*The data*.

* START *

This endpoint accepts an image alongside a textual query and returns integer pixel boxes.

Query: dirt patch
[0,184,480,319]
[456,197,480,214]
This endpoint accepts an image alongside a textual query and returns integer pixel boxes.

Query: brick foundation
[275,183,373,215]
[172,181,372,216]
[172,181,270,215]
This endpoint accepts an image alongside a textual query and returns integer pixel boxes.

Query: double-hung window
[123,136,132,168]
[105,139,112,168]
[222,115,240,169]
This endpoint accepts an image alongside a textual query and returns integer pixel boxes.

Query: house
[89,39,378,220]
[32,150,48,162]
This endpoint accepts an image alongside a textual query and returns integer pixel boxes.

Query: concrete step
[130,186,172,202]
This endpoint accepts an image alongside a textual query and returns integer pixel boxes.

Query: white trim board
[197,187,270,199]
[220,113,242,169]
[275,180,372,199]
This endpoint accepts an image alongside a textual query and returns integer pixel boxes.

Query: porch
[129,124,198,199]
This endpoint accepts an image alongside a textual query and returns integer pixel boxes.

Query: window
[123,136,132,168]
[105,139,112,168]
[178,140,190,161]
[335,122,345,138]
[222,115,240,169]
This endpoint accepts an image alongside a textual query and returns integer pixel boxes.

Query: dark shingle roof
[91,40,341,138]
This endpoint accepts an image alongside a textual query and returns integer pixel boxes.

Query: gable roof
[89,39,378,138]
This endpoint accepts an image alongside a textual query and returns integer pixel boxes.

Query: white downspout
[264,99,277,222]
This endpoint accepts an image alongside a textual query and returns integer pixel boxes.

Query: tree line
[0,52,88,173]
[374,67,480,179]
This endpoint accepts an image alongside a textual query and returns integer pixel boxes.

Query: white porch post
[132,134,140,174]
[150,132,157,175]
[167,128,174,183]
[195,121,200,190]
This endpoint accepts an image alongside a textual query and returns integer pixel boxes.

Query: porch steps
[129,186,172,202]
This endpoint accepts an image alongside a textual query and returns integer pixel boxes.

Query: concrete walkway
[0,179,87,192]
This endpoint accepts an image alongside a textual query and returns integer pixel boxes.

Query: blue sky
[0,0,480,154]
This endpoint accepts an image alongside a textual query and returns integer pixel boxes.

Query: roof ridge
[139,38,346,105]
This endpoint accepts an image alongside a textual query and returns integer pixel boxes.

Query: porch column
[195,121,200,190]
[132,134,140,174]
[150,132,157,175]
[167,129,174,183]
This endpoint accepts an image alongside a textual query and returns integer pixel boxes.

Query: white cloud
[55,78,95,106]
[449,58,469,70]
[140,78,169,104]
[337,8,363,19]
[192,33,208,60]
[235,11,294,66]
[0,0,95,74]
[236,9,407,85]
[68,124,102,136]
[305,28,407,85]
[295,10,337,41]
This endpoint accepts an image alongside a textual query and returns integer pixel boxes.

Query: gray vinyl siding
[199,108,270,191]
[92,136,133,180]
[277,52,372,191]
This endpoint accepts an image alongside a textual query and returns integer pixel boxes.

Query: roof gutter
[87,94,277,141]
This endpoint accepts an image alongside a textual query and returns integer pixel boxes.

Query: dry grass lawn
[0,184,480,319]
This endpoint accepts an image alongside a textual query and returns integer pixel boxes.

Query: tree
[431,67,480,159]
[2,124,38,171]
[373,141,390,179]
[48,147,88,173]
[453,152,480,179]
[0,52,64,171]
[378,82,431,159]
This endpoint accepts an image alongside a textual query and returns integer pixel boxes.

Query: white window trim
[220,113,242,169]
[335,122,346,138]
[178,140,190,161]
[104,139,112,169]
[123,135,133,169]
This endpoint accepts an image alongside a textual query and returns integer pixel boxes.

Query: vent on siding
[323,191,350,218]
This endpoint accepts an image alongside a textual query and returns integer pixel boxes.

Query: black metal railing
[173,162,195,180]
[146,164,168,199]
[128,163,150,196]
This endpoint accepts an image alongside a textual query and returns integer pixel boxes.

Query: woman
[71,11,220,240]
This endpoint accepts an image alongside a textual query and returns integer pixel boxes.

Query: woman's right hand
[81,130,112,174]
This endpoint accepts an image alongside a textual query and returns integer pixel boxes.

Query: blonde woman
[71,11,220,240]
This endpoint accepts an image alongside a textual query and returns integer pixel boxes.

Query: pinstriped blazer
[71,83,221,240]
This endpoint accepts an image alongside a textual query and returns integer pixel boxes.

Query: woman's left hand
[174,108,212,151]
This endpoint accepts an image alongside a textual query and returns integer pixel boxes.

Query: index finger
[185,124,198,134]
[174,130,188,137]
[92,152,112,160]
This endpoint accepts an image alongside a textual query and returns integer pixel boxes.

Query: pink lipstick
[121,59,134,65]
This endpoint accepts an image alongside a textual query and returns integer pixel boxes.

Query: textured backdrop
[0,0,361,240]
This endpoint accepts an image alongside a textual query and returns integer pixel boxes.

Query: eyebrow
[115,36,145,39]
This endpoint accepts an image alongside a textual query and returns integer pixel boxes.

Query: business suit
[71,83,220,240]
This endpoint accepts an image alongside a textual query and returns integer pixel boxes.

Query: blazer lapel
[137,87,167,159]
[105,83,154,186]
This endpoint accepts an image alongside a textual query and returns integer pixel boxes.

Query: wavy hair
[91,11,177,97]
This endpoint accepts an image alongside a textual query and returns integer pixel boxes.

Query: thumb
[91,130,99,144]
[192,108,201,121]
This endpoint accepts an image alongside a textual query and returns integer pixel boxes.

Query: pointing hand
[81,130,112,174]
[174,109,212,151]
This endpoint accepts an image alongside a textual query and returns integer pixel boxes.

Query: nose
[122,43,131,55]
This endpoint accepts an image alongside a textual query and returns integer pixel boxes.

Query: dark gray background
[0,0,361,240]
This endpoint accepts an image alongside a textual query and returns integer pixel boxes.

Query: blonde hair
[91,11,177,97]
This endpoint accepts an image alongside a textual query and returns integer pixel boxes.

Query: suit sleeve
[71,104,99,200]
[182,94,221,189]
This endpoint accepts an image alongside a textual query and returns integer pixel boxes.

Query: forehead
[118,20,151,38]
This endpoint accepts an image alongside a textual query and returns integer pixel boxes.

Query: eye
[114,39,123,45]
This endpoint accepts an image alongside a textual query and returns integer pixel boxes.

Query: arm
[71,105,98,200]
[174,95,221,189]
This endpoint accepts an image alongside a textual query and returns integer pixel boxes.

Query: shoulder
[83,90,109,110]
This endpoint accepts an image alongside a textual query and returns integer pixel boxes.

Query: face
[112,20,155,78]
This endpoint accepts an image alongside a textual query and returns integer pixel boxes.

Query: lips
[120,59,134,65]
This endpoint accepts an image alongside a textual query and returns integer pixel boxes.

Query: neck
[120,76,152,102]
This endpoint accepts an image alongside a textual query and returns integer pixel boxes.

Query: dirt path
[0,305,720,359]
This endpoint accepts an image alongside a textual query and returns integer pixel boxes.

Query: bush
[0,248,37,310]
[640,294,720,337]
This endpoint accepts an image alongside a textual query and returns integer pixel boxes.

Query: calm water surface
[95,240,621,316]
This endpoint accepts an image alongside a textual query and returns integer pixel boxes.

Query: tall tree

* END *

*Task directions*.
Copy the data word for word, starting at the very beginning and ending with the line that contains "[172,181,270,215]".

*The solution*.
This endpoint accepts an image alongside a textual query and returns integer pixel boxes.

Query: dirt patch
[0,184,480,319]
[456,197,480,214]
This endpoint accepts an image alongside a textual query and returns integer pixel boxes.

Query: brick foundation
[275,183,373,215]
[172,181,372,216]
[172,181,270,215]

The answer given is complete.